Article published on the 2009-03-09 Latest update 2009-03-12 14:15 TU

Acrobats perform at the closing ceremonies.(Photo: Reuters)

Acrobats perform at the closing ceremonies.
(Photo: Reuters)

The 21st Fespaco concluded with an awards ceremony that was scheduled to last two hours but clocked in at almost five. The President of Burkina Faso, Blaise Compaoré, presided over musical interludes, choreographic spectacles and the thirty or so Fespaco awards and acknowledgements.

Several characters were notable by their absence, the Ouagadougou public to begin with. A few minutes in the sun-baked uncovered sections of the 4 August stadium would be enough to explain that however.

The major gong collectors were also elsewhere. Compaoré handed over the Golden Stallion of Yennenga to Haile Gerima’s sister (for Teza) while colleagues did the necessary for the silver statuette given to John Kani (for Nothing but the Truth) and for Lyes Salem (for Mascarades).

The jury's decisions gave rise to some pondering and discussion, although none on the subject of the main award to Gerima.

Jury President Gaston Kaboré pointed out that, while in terms of Best Film all the films are eligible as long as the director is African, when you move into the technical awards such as Best Music or Best Editing the musician or editor has to be African to qualify for that particular category. So some films weren’t actually in the running for the smaller awards even though the film was classed as an African film for the main award.

▶ MATERIAL FOR THE TASK:
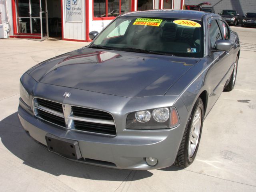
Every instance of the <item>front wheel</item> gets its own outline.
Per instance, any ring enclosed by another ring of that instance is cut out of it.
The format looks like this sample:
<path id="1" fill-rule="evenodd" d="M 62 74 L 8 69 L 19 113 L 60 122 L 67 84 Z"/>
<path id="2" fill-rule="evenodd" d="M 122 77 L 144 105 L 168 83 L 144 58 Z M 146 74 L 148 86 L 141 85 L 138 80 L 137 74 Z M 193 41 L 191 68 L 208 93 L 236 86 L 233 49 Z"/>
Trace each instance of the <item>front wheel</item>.
<path id="1" fill-rule="evenodd" d="M 234 88 L 235 87 L 235 84 L 236 84 L 236 73 L 237 73 L 237 65 L 238 61 L 238 57 L 236 57 L 236 62 L 235 62 L 235 65 L 233 70 L 233 72 L 231 75 L 229 82 L 226 87 L 224 90 L 227 91 L 232 91 Z"/>
<path id="2" fill-rule="evenodd" d="M 203 101 L 198 98 L 193 108 L 185 129 L 176 160 L 175 166 L 186 167 L 194 161 L 198 150 L 204 116 Z"/>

▶ DIRECTIVE 1: In the Fespaco article, how long was the awards ceremony scheduled to last?
▶ DIRECTIVE 2: Rewrite the records from their start through the line containing "69 L 19 113", swapping "instance" for "occurrence" and leaving everything else as is. Omit the pictures.

▶ WRITTEN REPLY 1: Two hours.

▶ WRITTEN REPLY 2:
Every occurrence of the <item>front wheel</item> gets its own outline.
Per occurrence, any ring enclosed by another ring of that occurrence is cut out of it.
The format looks like this sample:
<path id="1" fill-rule="evenodd" d="M 62 74 L 8 69 L 19 113 L 60 122 L 67 84 Z"/>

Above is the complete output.